→ **原文**:
3.《ネタバレ》 まず言いたいのは、私は登山をしません。したいとも思いません。事前に綿密に準備して、ものすごい荷物を持ちながらものすごい危険を冒して、ただ山を登って降りる。・・・いやぁ、無理です。でもこの映画を観ると、少なくともあの景色を肉眼で見てみたいと思わせられました。そう、肉眼で。個人的にはこの映画のポイントはそこにあるのかなと思いました。現実の剱岳はスクリーンのそれよりもっと壮大で荒々しく、清冽で危険な山でしょう。映画のそれは縦横のみの、しかも角度も決められた所詮二次元の映像です。しかしそこで出来うる限りの映像を木村監督は魅せてくれ、「本物はもっと素晴らしいよ、これをきっかけに本物を見に行ってほしい」というメッセージを私に送ってくれました。個人的な勝手な解釈なのであしからず。
昨今の銀幕事情は、CGなどの人が映像に手を入れる技術が当たり前になっています。決してそれらを批判するわけではありません。SFなどの実際にはありえない事象に対してCGなどで表現できるようになったのは、観る側として純粋に映画を楽しむ幅が広くなりました。ただ、求めれば実物があるのにCGに走ってしまうのはもったいないと思ってしまいます。『空撮・CG一切なし』けっこうだと思います。その中でしか味わえない自然の本物もあったと思いますし、それに触れた役者もだからこその演技が出来たのではないでしょうか。

→ **練習問題 1**: 映画レビューの「3.《ネタバレ》 まず言いた」から「勝手な解釈なのであしからず。」までのすべてを、一字一句変えずに抜き出してください。
→ **練習問題 2**: 映画レビューの「ただ、求めれば実物があるのにCGに走ってしまうのはもったいないと思ってしまいます。」という一文を英語に訳してください。
→ **練習問題 3**: 映画レビューの内容を二文で要約してください。

→ **資料**:
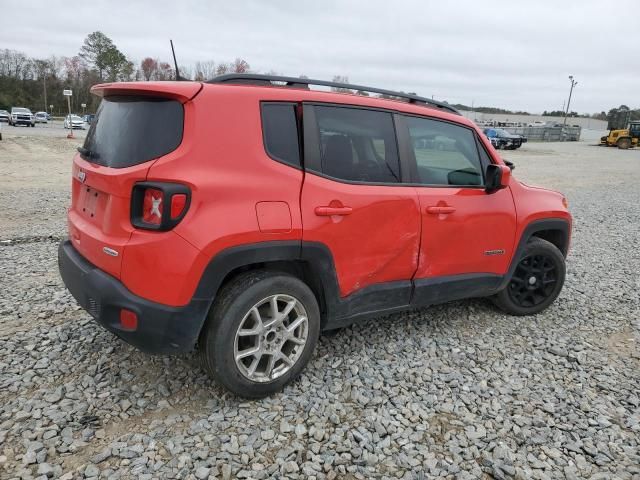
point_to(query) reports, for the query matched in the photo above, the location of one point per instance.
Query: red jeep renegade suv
(247, 214)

→ **正解 1**:
3.《ネタバレ》 まず言いたいのは、私は登山をしません。したいとも思いません。事前に綿密に準備して、ものすごい荷物を持ちながらものすごい危険を冒して、ただ山を登って降りる。・・・いやぁ、無理です。でもこの映画を観ると、少なくともあの景色を肉眼で見てみたいと思わせられました。そう、肉眼で。個人的にはこの映画のポイントはそこにあるのかなと思いました。現実の剱岳はスクリーンのそれよりもっと壮大で荒々しく、清冽で危険な山でしょう。映画のそれは縦横のみの、しかも角度も決められた所詮二次元の映像です。しかしそこで出来うる限りの映像を木村監督は魅せてくれ、「本物はもっと素晴らしいよ、これをきっかけに本物を見に行ってほしい」というメッセージを私に送ってくれました。個人的な勝手な解釈なのであしからず。

→ **正解 2**: However, I can't help feeling it is a waste to resort to CG when the real thing is there if you seek it out.

→ **正解 3**: 筆者は登山をしないが、この映画を観て剱岳の景色を肉眼で見てみたいと思い、映像から「これをきっかけに本物を見に行ってほしい」というメッセージを受け取った。また、CGを批判するわけではないものの、実物があるのにCGに頼るのはもったいないとして、空撮・CGを一切使わない姿勢をけっこうだと述べている。